Input records:
* * *
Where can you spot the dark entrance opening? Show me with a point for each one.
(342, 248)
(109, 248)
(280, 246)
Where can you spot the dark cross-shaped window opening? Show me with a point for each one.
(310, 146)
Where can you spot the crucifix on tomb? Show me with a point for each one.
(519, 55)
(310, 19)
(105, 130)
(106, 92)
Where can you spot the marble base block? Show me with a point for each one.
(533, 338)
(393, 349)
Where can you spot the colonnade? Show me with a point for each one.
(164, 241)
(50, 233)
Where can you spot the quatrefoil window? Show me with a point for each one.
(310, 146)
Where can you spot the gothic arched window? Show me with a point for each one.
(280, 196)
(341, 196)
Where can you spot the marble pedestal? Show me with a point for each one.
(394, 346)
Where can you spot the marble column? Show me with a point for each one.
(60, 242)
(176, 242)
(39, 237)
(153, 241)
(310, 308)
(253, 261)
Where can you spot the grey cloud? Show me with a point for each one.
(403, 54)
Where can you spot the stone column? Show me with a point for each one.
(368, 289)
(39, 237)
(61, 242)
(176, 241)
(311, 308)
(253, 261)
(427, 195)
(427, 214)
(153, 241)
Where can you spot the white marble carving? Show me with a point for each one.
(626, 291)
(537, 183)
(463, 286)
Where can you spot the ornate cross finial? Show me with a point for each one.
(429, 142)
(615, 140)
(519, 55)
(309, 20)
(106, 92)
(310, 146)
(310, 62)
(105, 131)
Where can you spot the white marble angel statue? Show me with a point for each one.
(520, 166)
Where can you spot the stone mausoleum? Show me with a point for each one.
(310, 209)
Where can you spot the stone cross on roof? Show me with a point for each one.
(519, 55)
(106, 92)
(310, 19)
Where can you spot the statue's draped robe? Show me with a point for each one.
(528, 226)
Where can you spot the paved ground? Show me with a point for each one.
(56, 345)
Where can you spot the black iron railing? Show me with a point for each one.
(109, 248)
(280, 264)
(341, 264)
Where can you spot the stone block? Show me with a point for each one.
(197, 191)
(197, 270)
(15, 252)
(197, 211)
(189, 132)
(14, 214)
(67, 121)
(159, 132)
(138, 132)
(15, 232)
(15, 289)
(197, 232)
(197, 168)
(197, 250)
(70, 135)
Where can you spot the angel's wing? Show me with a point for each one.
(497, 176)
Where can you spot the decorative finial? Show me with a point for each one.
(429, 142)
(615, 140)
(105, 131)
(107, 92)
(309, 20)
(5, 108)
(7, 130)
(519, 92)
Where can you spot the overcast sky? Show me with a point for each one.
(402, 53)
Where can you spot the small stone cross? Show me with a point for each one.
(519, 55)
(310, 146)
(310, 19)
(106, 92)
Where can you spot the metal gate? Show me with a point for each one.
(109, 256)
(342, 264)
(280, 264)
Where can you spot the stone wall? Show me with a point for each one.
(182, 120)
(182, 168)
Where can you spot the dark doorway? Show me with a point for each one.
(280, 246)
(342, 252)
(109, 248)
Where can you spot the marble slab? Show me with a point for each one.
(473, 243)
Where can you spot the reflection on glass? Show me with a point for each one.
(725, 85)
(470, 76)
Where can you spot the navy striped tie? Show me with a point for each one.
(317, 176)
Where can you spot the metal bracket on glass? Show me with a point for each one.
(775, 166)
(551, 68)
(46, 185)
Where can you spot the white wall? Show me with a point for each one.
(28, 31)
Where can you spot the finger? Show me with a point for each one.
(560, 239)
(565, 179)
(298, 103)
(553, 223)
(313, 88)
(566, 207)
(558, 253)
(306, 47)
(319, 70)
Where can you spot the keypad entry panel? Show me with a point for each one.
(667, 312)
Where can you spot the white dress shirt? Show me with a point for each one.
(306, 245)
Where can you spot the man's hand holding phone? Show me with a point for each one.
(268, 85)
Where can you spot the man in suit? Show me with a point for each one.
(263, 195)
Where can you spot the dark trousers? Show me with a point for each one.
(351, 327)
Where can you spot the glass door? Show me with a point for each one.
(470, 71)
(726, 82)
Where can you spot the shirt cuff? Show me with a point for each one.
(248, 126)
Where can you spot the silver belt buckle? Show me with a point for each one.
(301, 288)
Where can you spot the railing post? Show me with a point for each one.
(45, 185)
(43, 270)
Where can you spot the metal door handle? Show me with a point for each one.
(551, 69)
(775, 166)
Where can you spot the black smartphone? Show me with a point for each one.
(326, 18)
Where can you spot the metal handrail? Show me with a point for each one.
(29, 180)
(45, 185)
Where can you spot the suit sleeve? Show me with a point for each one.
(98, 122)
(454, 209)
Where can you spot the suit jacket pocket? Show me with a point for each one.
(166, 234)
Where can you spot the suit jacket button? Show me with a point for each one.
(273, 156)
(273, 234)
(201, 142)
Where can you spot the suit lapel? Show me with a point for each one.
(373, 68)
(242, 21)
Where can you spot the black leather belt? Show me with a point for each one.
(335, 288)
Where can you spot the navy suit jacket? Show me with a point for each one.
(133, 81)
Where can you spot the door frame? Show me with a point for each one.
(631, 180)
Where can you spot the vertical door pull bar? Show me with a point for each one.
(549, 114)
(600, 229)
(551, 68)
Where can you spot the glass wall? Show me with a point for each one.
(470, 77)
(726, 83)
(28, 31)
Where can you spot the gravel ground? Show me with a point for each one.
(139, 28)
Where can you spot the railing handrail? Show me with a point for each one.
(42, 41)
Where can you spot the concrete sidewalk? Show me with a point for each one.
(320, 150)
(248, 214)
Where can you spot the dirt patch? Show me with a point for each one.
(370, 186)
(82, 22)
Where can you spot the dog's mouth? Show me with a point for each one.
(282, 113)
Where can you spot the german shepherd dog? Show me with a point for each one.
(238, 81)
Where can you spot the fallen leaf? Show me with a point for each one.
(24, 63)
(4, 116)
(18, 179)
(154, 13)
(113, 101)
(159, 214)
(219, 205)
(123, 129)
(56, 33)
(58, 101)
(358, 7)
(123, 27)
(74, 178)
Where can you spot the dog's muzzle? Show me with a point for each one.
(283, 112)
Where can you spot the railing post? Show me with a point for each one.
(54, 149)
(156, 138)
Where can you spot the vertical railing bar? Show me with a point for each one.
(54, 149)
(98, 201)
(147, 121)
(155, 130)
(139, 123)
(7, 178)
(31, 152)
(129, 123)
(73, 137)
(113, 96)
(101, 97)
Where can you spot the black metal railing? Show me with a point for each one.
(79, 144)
* * *
Task directions: Write out the whole listing again. Match it word for word.

Written solution:
Where can you spot the dark entrance opening? Show me with a point for each one.
(342, 248)
(109, 248)
(280, 246)
Where can you spot the dark cross-shaped window opening? Show me with a point for each one.
(310, 146)
Where can you spot the crucifix on tomb? Show me with a point for each one.
(519, 55)
(310, 19)
(105, 130)
(106, 92)
Where can you spot the marble base block? Show me with a point for each one.
(533, 338)
(393, 349)
Where can you spot the colonnade? Show me with a point for each one.
(164, 241)
(50, 233)
Where can you spot the quatrefoil window? Show me with a point for each one.
(310, 146)
Where can you spot the gothic arched window? Show me with a point for each one.
(280, 196)
(341, 196)
Where can you spot the marble pedestal? Show me with a point for each one.
(394, 346)
Where can you spot the marble column? Show me with a point for each one.
(60, 242)
(176, 242)
(39, 237)
(153, 241)
(310, 308)
(253, 261)
Where can you spot the grey cloud? Show me with a point for each one.
(403, 54)
Where can you spot the stone column? Show me with a point for each one.
(368, 289)
(39, 237)
(61, 242)
(176, 241)
(311, 308)
(253, 261)
(427, 195)
(427, 214)
(153, 241)
Where can you spot the white marble carving? Show me with a point for each one.
(626, 291)
(537, 183)
(463, 286)
Where can you spot the ornate cross finial? Show me with a point for each one.
(429, 142)
(615, 140)
(519, 55)
(309, 20)
(106, 92)
(310, 146)
(310, 62)
(105, 131)
Where can you spot the white marble angel statue? Show me with a point for each one.
(520, 166)
Where can you spot the stone mausoleum? Show me with a point for each one.
(310, 209)
Where can you spot the stone cross on roof? Show me with a point for each one.
(519, 55)
(106, 92)
(310, 19)
Where can you spot the statue's draped robe? Show me with a point for each one.
(528, 226)
Where can you spot the paved ground? Show me with a point for each one.
(56, 345)
Where can you spot the black iron railing? Show me with a point for each one.
(109, 248)
(280, 264)
(341, 264)
Where can you spot the stone block? Show me with a point for each one.
(197, 191)
(197, 270)
(15, 252)
(197, 211)
(189, 132)
(14, 214)
(67, 121)
(159, 132)
(138, 132)
(15, 232)
(15, 289)
(197, 232)
(197, 168)
(197, 250)
(70, 135)
Where can you spot the angel's wing? Show me with a point for each one.
(497, 176)
Where can you spot the decorative finial? Show me with a point for each one.
(429, 142)
(615, 140)
(105, 131)
(107, 92)
(309, 20)
(5, 108)
(7, 130)
(519, 92)
Where can you spot the overcast sky? Show me with a point for each one.
(402, 53)
Where can you spot the small stone cross? Show me with a point for each one.
(519, 55)
(310, 146)
(310, 19)
(106, 92)
Where can you spot the metal gate? Show me with a point for each one.
(109, 256)
(342, 264)
(280, 264)
Where can you spot the stone wall? Show me with a point for each one.
(182, 120)
(182, 168)
Where can you spot the dark doorway? Show me with a point for each one.
(280, 246)
(342, 252)
(109, 248)
Where can you spot the marble slab? Show me with a point for each one.
(473, 243)
Where can you spot the reflection on glass? Show me with a point for each one.
(725, 85)
(470, 76)
Where can you spot the navy striped tie? Show me with a point for each one.
(317, 176)
Where can you spot the metal bracket on glass? Show me with a point for each one.
(775, 166)
(551, 68)
(46, 185)
Where can you spot the white wall? Show me with a point for each one.
(28, 31)
Where can you spot the finger? Show me with a point for each one.
(560, 239)
(565, 179)
(298, 103)
(553, 223)
(313, 88)
(566, 207)
(558, 253)
(306, 47)
(319, 70)
Where can you spot the keypad entry panel? Show me with a point for each one.
(667, 312)
Where can you spot the white dress shirt? Show me with a point for each one.
(306, 245)
Where can you spot the man's hand holding phone? Show me with a point for each one.
(268, 85)
Where can you spot the man in suit? Show me with a point for each one.
(263, 195)
Where can you spot the dark trousers? Show me with a point for each one.
(351, 327)
Where can you spot the glass door? Show me with a point for each one.
(470, 71)
(726, 82)
Where can you spot the shirt cuff? Show me with a point for each one.
(248, 126)
Where can you spot the silver belt buckle? Show me with a point for each one.
(301, 288)
Where can you spot the railing post? Show me with a point for each one.
(45, 185)
(43, 270)
Where can you spot the metal door handle? Show me with a point for each one.
(551, 69)
(775, 166)
Where can you spot the black smartphone? Show me with a point for each one.
(326, 18)
Where can you spot the metal handrail? Show me with a point for each one.
(29, 180)
(45, 185)
Where can you spot the suit sleeve? Show me with a point for each one.
(98, 122)
(454, 209)
Where can you spot the suit jacket pocket? Show me with a point for each one.
(166, 234)
Where can you spot the suit jacket button? Show me with a point for each one.
(273, 156)
(273, 234)
(201, 142)
Where can you spot the suit lapel? Show me with a point for each one.
(373, 68)
(242, 21)
Where can you spot the black leather belt? Show me with a point for each one.
(335, 288)
Where can you spot the navy suit jacket? Show me with a point for each one.
(133, 81)
Where can you spot the door frame? Show me with a point for each one.
(631, 180)
Where can you spot the vertical door pull bar? Show me with a point for each one.
(549, 114)
(600, 229)
(551, 68)
Where can you spot the glass wall? Show me with a point for each one.
(470, 77)
(726, 83)
(28, 31)
Where can you spot the gravel ground? Show me with a point for each one.
(139, 28)
Where can you spot the railing handrail? Show me with a point for each one.
(42, 41)
Where can you spot the concrete sidewalk? Show me with a point for each one.
(320, 150)
(248, 214)
Where can you spot the dirt patch? Show me with a point for each one.
(370, 186)
(82, 22)
Where can you spot the dog's mouth? Show me with a point for each one.
(282, 113)
Where can you spot the german shepherd dog? Show me with a point for each one.
(238, 81)
Where can you spot the fallen leaf? Show me with a point for each one.
(24, 63)
(4, 116)
(18, 179)
(154, 13)
(113, 101)
(159, 214)
(219, 205)
(123, 129)
(56, 33)
(58, 101)
(358, 7)
(123, 27)
(74, 178)
Where can you spot the dog's muzzle? Show me with a point for each one.
(283, 112)
Where can you spot the railing post? Show me with a point for each one.
(54, 149)
(156, 138)
Where can you spot the vertical railing bar? Show me with a point for each one.
(54, 149)
(98, 201)
(147, 121)
(155, 130)
(139, 123)
(7, 178)
(31, 152)
(129, 123)
(73, 137)
(113, 96)
(101, 97)
Where can you spot the black metal railing? Show me with a point for each one.
(79, 144)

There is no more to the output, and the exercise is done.